● **What to produce**: A word-for-word transcription of the listing is all that is needed.

● **Dataset entries**:
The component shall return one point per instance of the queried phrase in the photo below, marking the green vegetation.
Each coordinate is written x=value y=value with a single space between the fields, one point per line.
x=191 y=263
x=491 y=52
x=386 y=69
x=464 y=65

● **Completed task**:
The component shall return one point per instance of the queried phrase in the photo below, marking the green vegetation.
Each coordinate is written x=value y=value with a single space between the fields, one point per line.
x=191 y=263
x=491 y=52
x=386 y=69
x=464 y=65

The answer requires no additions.